List of tasks:
- A) In the chia seed article, replace "fibre" with "fiber" and write out the passage starting at "Chia Seeds: Two" and ending at "omega-3 fatty acids.".
- B) Translate this sentence from the chia seed article into Spanish: "Chia seeds are small enough that it's easy to underestimate them."
- C) Write the next part of the chia seed article, following on from its last sentence.

Excerpted text:
-*-

Chia Seeds: Two Tablespoons That Change Everything


Chia seeds are small enough that it's easy to underestimate them. Don't. Two tablespoons contain around 10g of fibre, 5g of protein, and a meaningful dose of plant-based omega-3 fatty acids — making them one of the most nutritionally dense additions you can make to a meal for almost no effort.


For women over 40, fibre is increasingly important. It feeds the beneficial bacteria in the gut microbiome, supports healthy bowel function, and — crucially — helps stabilise blood sugar by slowing the absorption of carbohydrates. This matters more as insulin sensitivity naturally declines through perimenopause. A 2012 study found that regular consumption of milled chia seeds by postmenopausal women significantly increased their levels of heart-healthy omega-3 fatty acids.

-*-

Records shown:
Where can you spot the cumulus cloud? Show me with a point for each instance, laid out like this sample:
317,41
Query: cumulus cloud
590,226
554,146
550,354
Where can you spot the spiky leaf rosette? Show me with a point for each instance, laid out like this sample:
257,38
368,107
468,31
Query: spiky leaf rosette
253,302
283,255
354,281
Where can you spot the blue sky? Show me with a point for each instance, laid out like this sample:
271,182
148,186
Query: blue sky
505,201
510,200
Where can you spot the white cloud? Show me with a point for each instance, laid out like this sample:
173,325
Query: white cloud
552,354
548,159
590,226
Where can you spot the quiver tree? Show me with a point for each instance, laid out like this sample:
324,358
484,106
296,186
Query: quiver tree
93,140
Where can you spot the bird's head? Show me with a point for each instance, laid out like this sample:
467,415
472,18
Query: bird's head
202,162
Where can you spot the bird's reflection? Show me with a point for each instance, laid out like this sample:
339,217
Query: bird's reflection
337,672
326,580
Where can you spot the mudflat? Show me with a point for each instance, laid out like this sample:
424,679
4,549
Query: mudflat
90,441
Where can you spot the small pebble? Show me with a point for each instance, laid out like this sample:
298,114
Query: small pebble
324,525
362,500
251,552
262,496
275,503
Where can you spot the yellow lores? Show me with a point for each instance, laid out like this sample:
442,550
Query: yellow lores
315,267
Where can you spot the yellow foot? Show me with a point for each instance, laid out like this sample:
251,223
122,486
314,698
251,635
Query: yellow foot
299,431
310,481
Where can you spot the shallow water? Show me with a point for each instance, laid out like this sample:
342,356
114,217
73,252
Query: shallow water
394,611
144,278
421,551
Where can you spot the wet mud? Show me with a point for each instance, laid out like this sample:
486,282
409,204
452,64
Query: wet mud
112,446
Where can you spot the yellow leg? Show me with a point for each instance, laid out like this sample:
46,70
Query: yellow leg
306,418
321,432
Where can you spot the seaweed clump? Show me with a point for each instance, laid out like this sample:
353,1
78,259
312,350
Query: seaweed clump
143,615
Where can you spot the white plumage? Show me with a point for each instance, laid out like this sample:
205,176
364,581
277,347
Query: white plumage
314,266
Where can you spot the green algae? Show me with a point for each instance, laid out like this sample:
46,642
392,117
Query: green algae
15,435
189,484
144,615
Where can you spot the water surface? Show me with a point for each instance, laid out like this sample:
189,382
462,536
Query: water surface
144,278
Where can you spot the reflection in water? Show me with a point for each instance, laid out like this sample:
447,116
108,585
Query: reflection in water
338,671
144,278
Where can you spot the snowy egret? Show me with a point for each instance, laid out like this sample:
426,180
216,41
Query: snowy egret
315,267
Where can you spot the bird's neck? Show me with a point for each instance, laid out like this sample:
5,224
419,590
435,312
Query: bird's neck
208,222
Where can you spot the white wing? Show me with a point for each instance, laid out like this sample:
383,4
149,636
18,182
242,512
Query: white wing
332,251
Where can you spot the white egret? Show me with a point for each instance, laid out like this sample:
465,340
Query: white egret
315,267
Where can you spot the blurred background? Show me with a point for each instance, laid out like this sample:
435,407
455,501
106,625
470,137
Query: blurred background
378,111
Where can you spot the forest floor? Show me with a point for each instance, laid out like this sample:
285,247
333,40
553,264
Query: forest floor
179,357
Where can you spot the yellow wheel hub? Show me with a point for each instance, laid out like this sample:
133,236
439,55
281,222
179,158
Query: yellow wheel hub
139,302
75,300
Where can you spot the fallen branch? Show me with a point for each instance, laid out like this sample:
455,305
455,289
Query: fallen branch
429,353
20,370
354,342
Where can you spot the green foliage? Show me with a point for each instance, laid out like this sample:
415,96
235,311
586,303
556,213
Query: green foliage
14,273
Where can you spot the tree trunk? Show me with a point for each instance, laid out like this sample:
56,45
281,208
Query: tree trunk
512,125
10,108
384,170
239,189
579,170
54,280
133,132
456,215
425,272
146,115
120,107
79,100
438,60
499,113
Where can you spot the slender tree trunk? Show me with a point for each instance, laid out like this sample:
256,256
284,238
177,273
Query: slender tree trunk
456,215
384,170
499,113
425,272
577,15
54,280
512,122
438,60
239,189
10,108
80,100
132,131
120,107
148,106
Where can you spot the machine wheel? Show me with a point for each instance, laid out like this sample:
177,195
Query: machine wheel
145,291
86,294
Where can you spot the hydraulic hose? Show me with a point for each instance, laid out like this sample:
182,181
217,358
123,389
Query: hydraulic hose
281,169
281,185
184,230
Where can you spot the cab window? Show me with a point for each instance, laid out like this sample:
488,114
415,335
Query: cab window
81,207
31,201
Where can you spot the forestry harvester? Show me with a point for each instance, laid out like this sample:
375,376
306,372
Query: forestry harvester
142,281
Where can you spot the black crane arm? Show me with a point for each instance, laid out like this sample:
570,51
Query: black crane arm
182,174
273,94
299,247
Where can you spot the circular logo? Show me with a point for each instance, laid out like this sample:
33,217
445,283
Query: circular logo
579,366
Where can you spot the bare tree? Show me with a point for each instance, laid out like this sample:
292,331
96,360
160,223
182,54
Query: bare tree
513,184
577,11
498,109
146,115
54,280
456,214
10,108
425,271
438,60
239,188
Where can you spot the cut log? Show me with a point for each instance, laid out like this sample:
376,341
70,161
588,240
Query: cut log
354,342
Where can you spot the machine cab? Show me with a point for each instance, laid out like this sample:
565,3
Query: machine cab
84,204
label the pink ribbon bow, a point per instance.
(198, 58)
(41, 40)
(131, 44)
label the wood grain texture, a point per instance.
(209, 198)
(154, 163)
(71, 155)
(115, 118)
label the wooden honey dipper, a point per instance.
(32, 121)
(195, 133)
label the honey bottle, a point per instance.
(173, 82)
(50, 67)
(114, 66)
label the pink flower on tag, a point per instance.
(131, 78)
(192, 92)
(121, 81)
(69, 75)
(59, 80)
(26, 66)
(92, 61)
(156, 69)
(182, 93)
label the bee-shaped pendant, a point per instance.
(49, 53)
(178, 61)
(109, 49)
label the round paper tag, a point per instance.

-*-

Results for each task:
- A)
Chia Seeds: Two Tablespoons That Change Everything


Chia seeds are small enough that it's easy to underestimate them. Don't. Two tablespoons contain around 10g of fiber, 5g of protein, and a meaningful dose of plant-based omega-3 fatty acids — making them one of the most nutritionally dense additions you can make to a meal for almost no effort.


For women over 40, fiber is increasingly important. It feeds the beneficial bacteria in the gut microbiome, supports healthy bowel function, and — crucially — helps stabilise blood sugar by slowing the absorption of carbohydrates. This matters more as insulin sensitivity naturally declines through perimenopause. A 2012 study found that regular consumption of milled chia seeds by postmenopausal women significantly increased their levels of heart-healthy omega-3 fatty acids.

- B) Las semillas de chía son tan pequeñas que es fácil subestimarlas.

- C)
Chia seeds absorb up to twelve times their own weight in liquid, forming a gel that slows digestion further and extends the feeling of fullness after eating. This makes them particularly useful for managing appetite and preventing the blood sugar spikes and crashes that drive cravings.


Chia pudding is the obvious starting point — two tablespoons stirred into a cup of milk or oat milk, left overnight, and topped in the morning with fruit and a drizzle of honey. It takes approximately 90 seconds of effort the night before and produces a genuinely satisfying and nutritious breakfast. Beyond that, stir into yoghurt, add to smoothies for thickness and nutrition, or use as an egg substitute in baking by mixing one tablespoon with three tablespoons of water and leaving for five minutes.


📋 Quick Summary Two tablespoons of chia seeds provide 10g of fibre, 5g of protein, and plant-based omega-3s. They slow digestion, stabilise blood sugar, and extend satiety — making them one of the most efficient nutritional additions to any meal.



What These Five Foods Cost You


To put this in perspective — here's an approximate cost per serving for each of these five foods:


Turmeric powder — around 5–10p per teaspoon. Raw cacao powder — around 30–40p per tablespoon. Frozen blueberries — around 50–75p per cup. Tinned sardines — around £1–£1.50 per tin. Chia seeds — around 15–20p per two tablespoons.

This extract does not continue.